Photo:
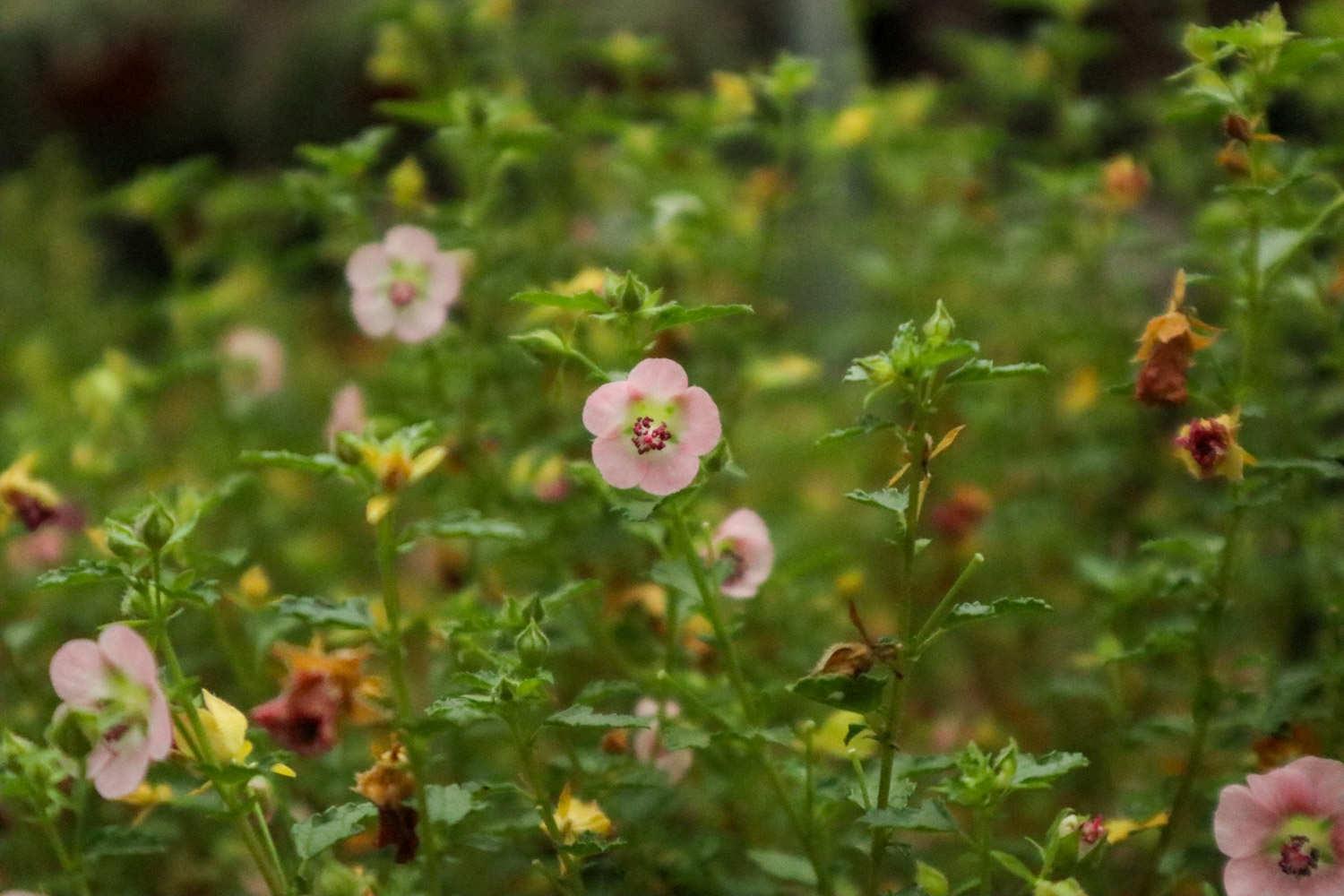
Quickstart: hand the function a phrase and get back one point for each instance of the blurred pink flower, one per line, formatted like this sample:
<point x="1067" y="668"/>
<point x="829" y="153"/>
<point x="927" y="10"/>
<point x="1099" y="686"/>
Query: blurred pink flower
<point x="254" y="362"/>
<point x="115" y="681"/>
<point x="1284" y="831"/>
<point x="652" y="427"/>
<point x="676" y="763"/>
<point x="403" y="285"/>
<point x="745" y="540"/>
<point x="347" y="414"/>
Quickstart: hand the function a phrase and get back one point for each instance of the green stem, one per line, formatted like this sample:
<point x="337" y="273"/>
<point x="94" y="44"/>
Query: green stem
<point x="714" y="611"/>
<point x="395" y="650"/>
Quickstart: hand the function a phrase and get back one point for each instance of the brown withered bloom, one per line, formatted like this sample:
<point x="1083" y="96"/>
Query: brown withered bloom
<point x="1167" y="347"/>
<point x="322" y="691"/>
<point x="389" y="785"/>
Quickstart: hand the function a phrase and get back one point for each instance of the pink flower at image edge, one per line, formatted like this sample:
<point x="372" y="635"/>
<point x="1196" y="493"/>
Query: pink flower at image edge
<point x="652" y="427"/>
<point x="403" y="285"/>
<point x="86" y="675"/>
<point x="745" y="538"/>
<point x="1284" y="831"/>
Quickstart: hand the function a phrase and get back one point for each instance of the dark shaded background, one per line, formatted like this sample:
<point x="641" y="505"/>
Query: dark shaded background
<point x="140" y="83"/>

================

All records should be output exactly, with the pictures left out.

Photo:
Quickstart: hand the function a phrase and get back one point for each instance of the blurred pink flower, one per line, formatted like this sample:
<point x="1067" y="668"/>
<point x="829" y="153"/>
<point x="927" y="10"/>
<point x="1099" y="686"/>
Query: blurred pink flower
<point x="254" y="362"/>
<point x="115" y="681"/>
<point x="1284" y="831"/>
<point x="652" y="427"/>
<point x="676" y="763"/>
<point x="403" y="285"/>
<point x="745" y="540"/>
<point x="347" y="414"/>
Quickstart: hand the function a phrase and get back one point for each instance of the green stem, one per line, formatted like this sample:
<point x="337" y="273"/>
<point x="94" y="44"/>
Query: green stem
<point x="714" y="611"/>
<point x="395" y="650"/>
Quickstart: hand the function a phrase and get back one point for each instance of the brown withered bloom, one per line, formatted like this sample:
<point x="1083" y="96"/>
Query: brown withered bloom
<point x="1167" y="347"/>
<point x="322" y="691"/>
<point x="389" y="785"/>
Quickstart: hand the function a phrase and get back one point for each instance of the pink flower at image edge, one per line, formatted like this sample:
<point x="372" y="635"/>
<point x="1196" y="493"/>
Query: pink flower at image edge
<point x="652" y="427"/>
<point x="403" y="285"/>
<point x="86" y="675"/>
<point x="745" y="538"/>
<point x="1284" y="831"/>
Quickstart: hand the function a phrase and get back one point for each instance of the dark shaded background, one per line, formatted like this sample:
<point x="641" y="505"/>
Query: dark shaded background
<point x="140" y="83"/>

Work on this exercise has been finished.